Material supplied:

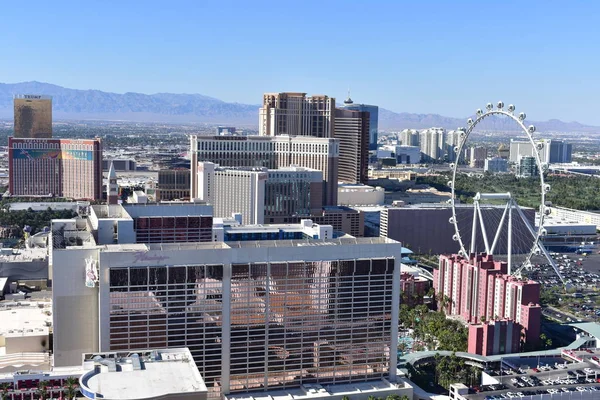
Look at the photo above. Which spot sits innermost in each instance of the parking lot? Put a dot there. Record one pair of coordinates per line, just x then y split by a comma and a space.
544, 375
581, 300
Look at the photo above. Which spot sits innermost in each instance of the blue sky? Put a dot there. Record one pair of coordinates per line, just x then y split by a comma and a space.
445, 57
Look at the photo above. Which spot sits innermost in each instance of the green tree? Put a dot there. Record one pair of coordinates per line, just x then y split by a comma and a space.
4, 391
71, 388
42, 390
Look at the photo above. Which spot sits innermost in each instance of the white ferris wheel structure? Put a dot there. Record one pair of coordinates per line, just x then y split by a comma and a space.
509, 214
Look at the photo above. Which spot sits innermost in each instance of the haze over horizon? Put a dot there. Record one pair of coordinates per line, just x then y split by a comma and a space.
439, 57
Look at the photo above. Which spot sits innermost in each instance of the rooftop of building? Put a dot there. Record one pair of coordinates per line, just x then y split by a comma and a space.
357, 187
343, 241
141, 375
302, 225
311, 391
23, 255
25, 318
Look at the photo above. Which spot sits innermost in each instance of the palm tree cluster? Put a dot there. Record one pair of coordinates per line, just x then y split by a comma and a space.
433, 329
572, 191
452, 369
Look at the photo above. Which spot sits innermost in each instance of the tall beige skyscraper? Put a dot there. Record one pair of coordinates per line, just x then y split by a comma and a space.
295, 114
33, 116
352, 129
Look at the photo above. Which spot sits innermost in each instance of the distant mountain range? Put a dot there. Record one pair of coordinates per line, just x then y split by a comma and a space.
77, 104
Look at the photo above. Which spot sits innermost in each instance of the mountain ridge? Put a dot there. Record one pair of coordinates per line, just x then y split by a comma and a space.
95, 104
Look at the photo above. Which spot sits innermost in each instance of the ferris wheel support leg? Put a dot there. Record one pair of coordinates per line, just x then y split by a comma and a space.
509, 244
499, 228
483, 231
474, 230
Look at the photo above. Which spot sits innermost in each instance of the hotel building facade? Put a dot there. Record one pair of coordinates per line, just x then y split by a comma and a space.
271, 152
69, 168
255, 315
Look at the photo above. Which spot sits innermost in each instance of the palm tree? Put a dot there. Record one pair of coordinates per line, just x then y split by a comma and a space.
71, 384
4, 391
42, 390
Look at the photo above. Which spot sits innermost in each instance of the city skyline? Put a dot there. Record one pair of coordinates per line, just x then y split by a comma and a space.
215, 50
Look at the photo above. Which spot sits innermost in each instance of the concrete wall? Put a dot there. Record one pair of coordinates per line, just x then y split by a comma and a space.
75, 307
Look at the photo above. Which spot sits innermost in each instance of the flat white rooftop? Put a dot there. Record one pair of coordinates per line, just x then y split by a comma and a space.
24, 255
312, 391
158, 373
25, 320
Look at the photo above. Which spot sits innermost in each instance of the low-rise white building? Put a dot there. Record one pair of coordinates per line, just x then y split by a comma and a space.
360, 195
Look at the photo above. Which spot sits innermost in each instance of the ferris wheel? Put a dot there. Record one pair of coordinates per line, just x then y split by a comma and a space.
496, 224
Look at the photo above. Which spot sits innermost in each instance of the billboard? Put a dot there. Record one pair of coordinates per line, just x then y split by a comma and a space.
35, 154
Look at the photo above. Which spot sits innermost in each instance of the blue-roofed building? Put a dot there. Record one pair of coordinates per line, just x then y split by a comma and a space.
230, 230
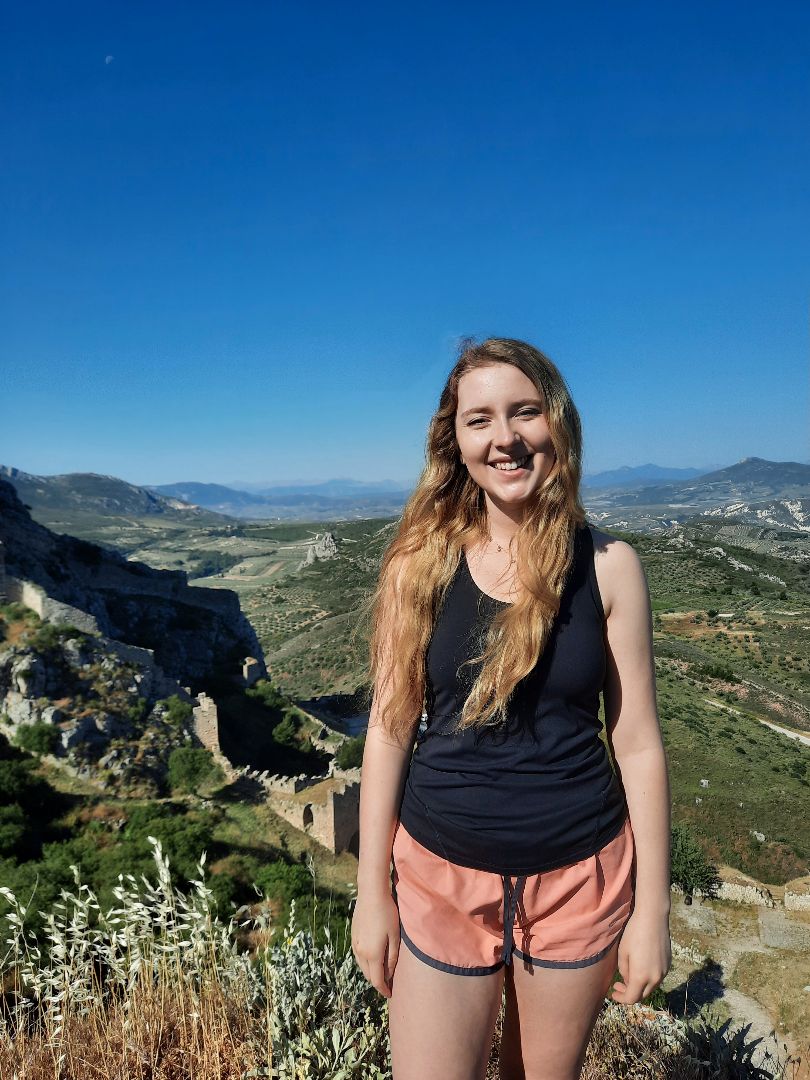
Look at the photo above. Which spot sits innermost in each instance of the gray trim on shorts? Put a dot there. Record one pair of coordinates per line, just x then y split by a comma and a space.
451, 968
568, 963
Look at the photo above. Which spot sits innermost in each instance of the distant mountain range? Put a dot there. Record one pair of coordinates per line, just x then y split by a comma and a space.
329, 498
646, 497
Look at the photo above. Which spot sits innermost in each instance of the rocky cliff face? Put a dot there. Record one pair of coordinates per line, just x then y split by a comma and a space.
197, 634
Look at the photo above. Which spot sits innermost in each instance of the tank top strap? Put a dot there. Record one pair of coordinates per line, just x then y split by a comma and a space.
589, 555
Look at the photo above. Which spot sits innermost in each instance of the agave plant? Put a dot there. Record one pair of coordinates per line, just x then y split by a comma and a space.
726, 1056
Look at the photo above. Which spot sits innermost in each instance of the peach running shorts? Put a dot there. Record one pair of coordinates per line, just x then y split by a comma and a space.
469, 921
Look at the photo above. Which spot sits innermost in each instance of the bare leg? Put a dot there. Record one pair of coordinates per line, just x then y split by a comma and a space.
550, 1015
441, 1024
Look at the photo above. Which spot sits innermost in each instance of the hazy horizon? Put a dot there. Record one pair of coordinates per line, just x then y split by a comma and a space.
246, 243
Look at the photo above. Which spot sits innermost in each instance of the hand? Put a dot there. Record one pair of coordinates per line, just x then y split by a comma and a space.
376, 939
645, 956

Short task: Render every line of the records above as a Markdown table with the columns Row and Text, numbering the rows in order and skipping blank lines. Leave the picture lines out.

Answer:
| Row | Text |
|---|---|
| 1 | Look at the photo above. Which spot sits innermost in each instance of the parking lot? Put a dot there. Record one pair of coordinates per line, just x then y split by a comma and a space. |
| 2 | 544, 375 |
| 3 | 581, 300 |
| 4 | Look at the photo above. Which spot sits innermost in each instance of the blue sky? Put a dot there. Record one pair of coordinates per line, just x then y split by a comma and a space. |
| 5 | 445, 57 |
| 6 | Look at the photo above. Which spot sits innermost in each instance of the green tree? Put a dot there. Record one pair of coordinates per line, just x then y split by a comma and a space. |
| 7 | 4, 391 |
| 8 | 71, 388 |
| 9 | 42, 390 |
| 10 | Look at the photo above. Which spot sits innermost in each instance of the white ferris wheel structure? Put a dot there. Record one pair of coordinates per line, just x then y split by a comma and a space. |
| 11 | 509, 214 |
| 12 | Look at the photo above. Which spot sits innermost in each instance of the haze over horizon? Put a dot there. Record one pair of coordinates per line, just x then y split by a comma and a space. |
| 13 | 439, 57 |
| 14 | Look at the photo above. Which spot sits innermost in each instance of the rooftop of building? Put a dot there. Record one pair of coordinates per line, just x then y split by a comma and a space. |
| 15 | 357, 187 |
| 16 | 343, 241 |
| 17 | 141, 375 |
| 18 | 302, 225 |
| 19 | 311, 391 |
| 20 | 23, 255 |
| 21 | 25, 318 |
| 22 | Look at the photo above. Which spot sits innermost in each instance of the palm tree cluster? Put a dot there. Record one pair of coordinates per line, just x then y split by a comma and a space. |
| 23 | 433, 329 |
| 24 | 572, 191 |
| 25 | 452, 369 |
| 26 | Look at the photo above. Which spot sits innermost in each instance of the tall beige skyscraper? Put a dot there. Record one pair of coordinates per line, just x then y split by a comma and a space. |
| 27 | 295, 114 |
| 28 | 33, 116 |
| 29 | 352, 129 |
| 30 | Look at the photo above. Which spot sits innermost in each instance of the distant mountain range? Put a dot there. Record one pair of coordinates per line, just x then y split by a comma and a space. |
| 31 | 77, 104 |
| 32 | Look at the photo above. Which spot sits innermost in each instance of the mountain ridge? Put a dot there. Record one pair of coordinates per line, just x then y split by a comma and a space. |
| 33 | 95, 104 |
| 34 | Look at the photo above. Which spot sits innermost in each instance of the ferris wheel support leg? Put a dot there. Record one pair of coordinates per line, just x then y split by a comma and a space. |
| 35 | 509, 244 |
| 36 | 499, 228 |
| 37 | 483, 231 |
| 38 | 474, 230 |
| 39 | Look at the photo above. Which spot sits innermost in each instance of the hotel building facade? Put a dot there. Record one pair of coordinates per line, just x then y split by a comma and a space. |
| 40 | 271, 152 |
| 41 | 69, 168 |
| 42 | 255, 315 |
| 43 | Look at the photo above. Which spot sits innermost in each instance of the palm tree? Put a dot there. Record one pair of coordinates per line, just x then y split by a comma and a space. |
| 44 | 71, 384 |
| 45 | 4, 391 |
| 46 | 42, 390 |
| 47 | Look at the photo above. Which spot sits innermost in each instance of the city skyline? Put a dot there. Record one pair of coordinates per line, just x then y split by a comma and a space. |
| 48 | 215, 50 |
| 49 | Look at the photo above. Which spot sits innermost in each instance of the concrete wall? Put a dot there. Record one pair of coordinates per line, just x then y split by a comma and a space. |
| 50 | 75, 307 |
| 51 | Look at the photo above. Which spot sits innermost in each instance of the flat white rooftop? Put a dot there. Record one pair of coordinates per line, just x then y split by a comma and a space. |
| 52 | 24, 255 |
| 53 | 312, 391 |
| 54 | 158, 373 |
| 55 | 25, 320 |
| 56 | Look at the photo above. Which spot sits innermost in each instance of the low-rise white building? Put a dot there. Record one pair of coordinates per line, just x then y split by a comma and a space. |
| 57 | 360, 195 |
| 58 | Look at the photo above. Which spot sits innermost in each instance of the ferris wheel? Put a dot there. Record one pair of coordinates per line, just x then y split by a comma and a space. |
| 59 | 496, 224 |
| 60 | Look at the photo above. Which spot sits innermost in each instance of the billboard? Put a dot there. Record one pair of coordinates per line, just x then y split by a comma and a space. |
| 61 | 35, 154 |
| 62 | Look at the photo above. Which spot sits innermost in each instance of the blue-roofed building? Put a dot there. Record one pair of coordinates per line, just x then y split by a comma and a space. |
| 63 | 230, 230 |
| 64 | Look at the photo above. Which spot sits innermost in each instance of the gray trim on shorts? Put a dot there. Record one pair of coordinates per line, just x then y split by a comma and a space. |
| 65 | 451, 968 |
| 66 | 568, 963 |
| 67 | Look at the photo above. Which spot sits innermost in each instance of the distant mountain range? Put a dot there. Record one pair of coordinates per line, just x then y split by a comma and a space. |
| 68 | 329, 498 |
| 69 | 646, 497 |
| 70 | Look at the photo above. Which spot sits innermost in each instance of the rocky cliff face? Put a dot there. Record one pair of coordinates per line, just x then y split by a comma and a space. |
| 71 | 197, 634 |
| 72 | Look at the photo above. Which spot sits innermost in each instance of the tank top strap? Put a dot there. Record one pair of coordinates per line, just x then y split by a comma and a space. |
| 73 | 589, 555 |
| 74 | Look at the photo above. Which spot sits innermost in each instance of the agave plant? Put a dot there. Record one pair of coordinates per line, just x then y split by a comma and a space. |
| 75 | 726, 1056 |
| 76 | Look at the photo above. Which spot sits innermost in each instance of the peach running shorts? Put a dot there. Record one pair of coordinates per line, just x then y split by a comma and a space. |
| 77 | 469, 921 |
| 78 | Look at the photo above. Which spot sits innermost in each instance of the bare leg? Put a dot there. Record one pair of coordinates per line, just x then y split by a comma and a space. |
| 79 | 550, 1015 |
| 80 | 441, 1024 |
| 81 | Look at the photo above. Which spot sits innermost in each instance of the hazy horizon? Put a dot there. Record one pair of coordinates per line, just x then y split by a comma and a space. |
| 82 | 246, 243 |
| 83 | Look at the photo above. Which spot sits innermost in each instance of the hand? Put a dot there. Record one pair of coordinates per line, just x then y split by a comma and a space. |
| 84 | 376, 939 |
| 85 | 645, 956 |